# SOURCE EXTRACT
--- START ---
Taconite itself has only been the preferred source for iron relatively recently. Previously, nearly pure iron oxide (red rust or hematite), locally formed at the surface by weathering of taconite, was the preferred ore. Incipient exhaustion of these hematite ores led to investigation of much lower grade siliceous taconite. It was discovered that grinding and roasting of taconite made its iron minerals alter to magnetite, which could easily be upgraded with a magnet. Thus the iron industry was reborn.
Economists apparently assume that some similar miracle involving tar sands or oil shale will happen to save the oil industry, a possiblility that many here delight in discounting. Using energy to produce valuable metals (for, e.g., tools, weapons, or structures) is not quite the same math as using energy simply to produce energy.
It is interesting that you mention this because it has been proposed that most technological innovation involves using more energy to overcome problems. And here is a perfect example, grinding and heat replace a depleted ore type. I have been in the closed Sudan Mine where they mined, well, basically rust. It is a neat place.
The graph above shows energy per kilogram. The real question to me is where are we as a whole on that graph. I don't worry that we will "run out". I worry that as we move left on that graph in ore purity our standard of living (based on mined metals) is going to suddenly be cut in half or 1/10th by crossing that cliff of energy requirement.
That graph may be somewhat deceptive. Go back to the source to read the underlying assumptions, and find out what is actually being plotted. For iron, for example, is it the energy required to pull 1% magnetite out of dry beach sand using a magnet (very low), or is it the energy required to grind up a solid granite rock containing 1% magnetite and then use a magnet on that product (very high). No one is even mining iron from laterites yet, AFAIK, nor aluminum from clays, so I'm not sure how one could obtain the energy cost involved, unless it was just based on thermodynamic calculation (energy needed to break the metal-oxygen bonds). The general trends are clear, but such graphs alone might not be a reliable indicator of closeness to any sort of cliff.
--- END ---
# RECORDED DATA
--- START ---
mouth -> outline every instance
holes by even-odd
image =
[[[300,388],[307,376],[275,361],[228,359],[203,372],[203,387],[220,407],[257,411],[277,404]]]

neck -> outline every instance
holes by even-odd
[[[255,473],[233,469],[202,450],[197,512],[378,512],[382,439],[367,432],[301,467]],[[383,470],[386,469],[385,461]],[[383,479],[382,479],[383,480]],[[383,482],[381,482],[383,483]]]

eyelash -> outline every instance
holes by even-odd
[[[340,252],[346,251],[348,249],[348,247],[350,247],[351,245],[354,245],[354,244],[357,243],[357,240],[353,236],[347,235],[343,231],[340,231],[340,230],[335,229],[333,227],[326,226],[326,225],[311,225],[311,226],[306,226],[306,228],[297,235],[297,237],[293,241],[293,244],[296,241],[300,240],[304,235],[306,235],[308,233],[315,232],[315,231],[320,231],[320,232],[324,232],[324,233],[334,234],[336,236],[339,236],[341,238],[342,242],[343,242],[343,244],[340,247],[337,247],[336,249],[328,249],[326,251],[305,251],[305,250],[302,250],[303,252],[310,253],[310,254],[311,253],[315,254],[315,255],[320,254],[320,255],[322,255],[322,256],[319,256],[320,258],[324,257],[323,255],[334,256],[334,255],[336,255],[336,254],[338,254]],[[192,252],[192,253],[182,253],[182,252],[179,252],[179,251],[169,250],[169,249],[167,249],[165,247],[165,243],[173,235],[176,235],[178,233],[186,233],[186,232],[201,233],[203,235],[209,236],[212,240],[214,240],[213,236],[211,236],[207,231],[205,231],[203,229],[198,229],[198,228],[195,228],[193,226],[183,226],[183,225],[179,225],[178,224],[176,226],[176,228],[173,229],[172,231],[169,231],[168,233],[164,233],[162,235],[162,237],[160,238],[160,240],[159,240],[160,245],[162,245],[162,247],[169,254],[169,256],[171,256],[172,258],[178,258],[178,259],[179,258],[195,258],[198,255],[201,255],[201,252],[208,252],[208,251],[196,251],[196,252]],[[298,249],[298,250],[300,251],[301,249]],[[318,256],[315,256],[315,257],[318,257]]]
--- END ---
Please answer these questions using the discussion of taconite and ore energy, one answer per line:
(a) What was the preferred iron ore before taconite?
(b) What mineral did grinding and roasting turn taconite's iron minerals into?
(c) Which two metal sources does the text say no one is mining yet?

# EXPECTED OUTPUT
(a) Nearly pure iron oxide (red rust or hematite), formed locally at the surface by weathering of taconite.
(b) Magnetite, which could easily be upgraded with a magnet.
(c) Iron from laterites and aluminum from clays.